__Text block__.

Microsoft Azure
Contents
Microsoft Azure¶
|
Cluster running on Azure Virtual machines. |
Overview¶
Authentication¶
In order to create clusters on Azure you need to set your authentication credentials.
You can do this via the az
command line tool.
$ az login
Note
Setting the default output to table
with az configure
will make the az
tool much easier to use.
Resource Groups¶
To create resources on Azure they must be placed in a resource group. Dask Cloudprovider will need a group to create Dask components in.
You can list existing groups via the cli.
$ az group list
You can also create a new resource group if you do not have an existing one.
$ az group create --location <location> --name <resource group name> --subscription <subscription>
You can get a full list of locations with az account list-locations
and subscriptions with az account list
.
Take note of your resource group name for later.
Virtual Networks¶
Compute resources on Azure must be placed in virtual networks (vnet). Dask Cloudprovider will require an existing vnet to connect compute resources to.
You can list existing vnets via the cli.
$ az network vnet list
You can also create a new vnet via the cli.
$ az network vnet create -g <resource group name> -n <vnet name> --address-prefix 10.0.0.0/16 \
--subnet-name <subnet name> --subnet-prefix 10.0.0.0/24
This command will create a new vnet in your resource group with one subnet with the 10.0.0.0/24
prefix. For more than 255 compute resources you will need additional subnets.
Take note of your vnet name for later.
Security Groups¶
To allow network traffic to reach your Dask cluster you will need to create a security group which allows traffic on ports 8786-8787 from wherever you are.
You can list existing security groups via the cli.

__The records__.
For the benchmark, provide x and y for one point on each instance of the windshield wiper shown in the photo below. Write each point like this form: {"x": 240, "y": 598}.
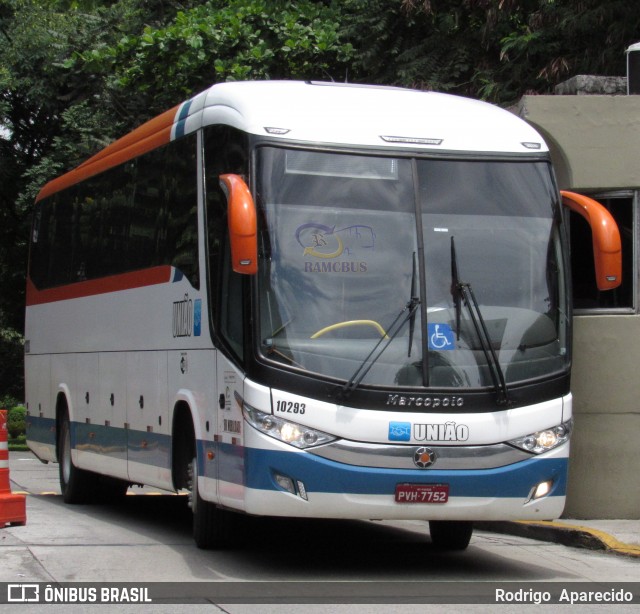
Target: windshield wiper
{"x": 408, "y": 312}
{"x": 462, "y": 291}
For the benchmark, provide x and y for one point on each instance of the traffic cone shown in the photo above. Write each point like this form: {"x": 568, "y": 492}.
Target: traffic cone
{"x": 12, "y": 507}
--
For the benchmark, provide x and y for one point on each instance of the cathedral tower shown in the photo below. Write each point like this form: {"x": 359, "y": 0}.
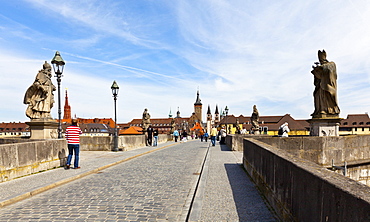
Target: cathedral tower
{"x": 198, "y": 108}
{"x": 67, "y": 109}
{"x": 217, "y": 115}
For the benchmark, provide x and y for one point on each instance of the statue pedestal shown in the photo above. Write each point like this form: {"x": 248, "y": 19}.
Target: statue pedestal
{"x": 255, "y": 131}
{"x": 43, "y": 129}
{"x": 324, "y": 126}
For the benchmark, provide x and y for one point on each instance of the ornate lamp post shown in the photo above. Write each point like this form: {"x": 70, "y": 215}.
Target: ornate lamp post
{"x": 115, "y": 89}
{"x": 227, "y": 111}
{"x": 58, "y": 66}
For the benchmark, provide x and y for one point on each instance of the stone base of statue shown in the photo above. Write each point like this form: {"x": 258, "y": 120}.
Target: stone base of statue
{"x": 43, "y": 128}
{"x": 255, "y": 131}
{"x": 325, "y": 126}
---
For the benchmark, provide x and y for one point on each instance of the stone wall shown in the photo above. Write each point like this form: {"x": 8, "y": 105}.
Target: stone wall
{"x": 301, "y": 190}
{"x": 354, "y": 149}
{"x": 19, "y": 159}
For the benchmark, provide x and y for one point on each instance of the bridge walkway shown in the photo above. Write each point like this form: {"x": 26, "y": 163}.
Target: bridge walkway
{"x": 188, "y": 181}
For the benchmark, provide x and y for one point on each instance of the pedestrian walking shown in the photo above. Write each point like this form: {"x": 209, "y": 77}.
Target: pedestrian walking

__To be done__.
1. In the Azure guide, which ports must the security group allow traffic on?
2. Copy the listing lines from the one holding "the stone wall" through the one holding "Target: pedestrian walking", inclusive.
The Azure guide and the listing have nothing to do with each other.

__Answers to the tasks__.
1. Ports 8786-8787.

2.
For the benchmark, provide x and y for one point on each instance of the stone wall shown in the photo above. Write each point like this form: {"x": 8, "y": 105}.
Target: stone wall
{"x": 301, "y": 190}
{"x": 354, "y": 149}
{"x": 19, "y": 159}
For the benchmark, provide x and y for one point on each instance of the bridge walkway shown in the photo above. Write each point like this form: {"x": 26, "y": 163}.
Target: bridge walkway
{"x": 188, "y": 181}
For the benchmark, provide x and y for one point on each instance of the pedestrian walking shown in the photo above. Write each point like this form: {"x": 209, "y": 77}.
Target: pedestrian walking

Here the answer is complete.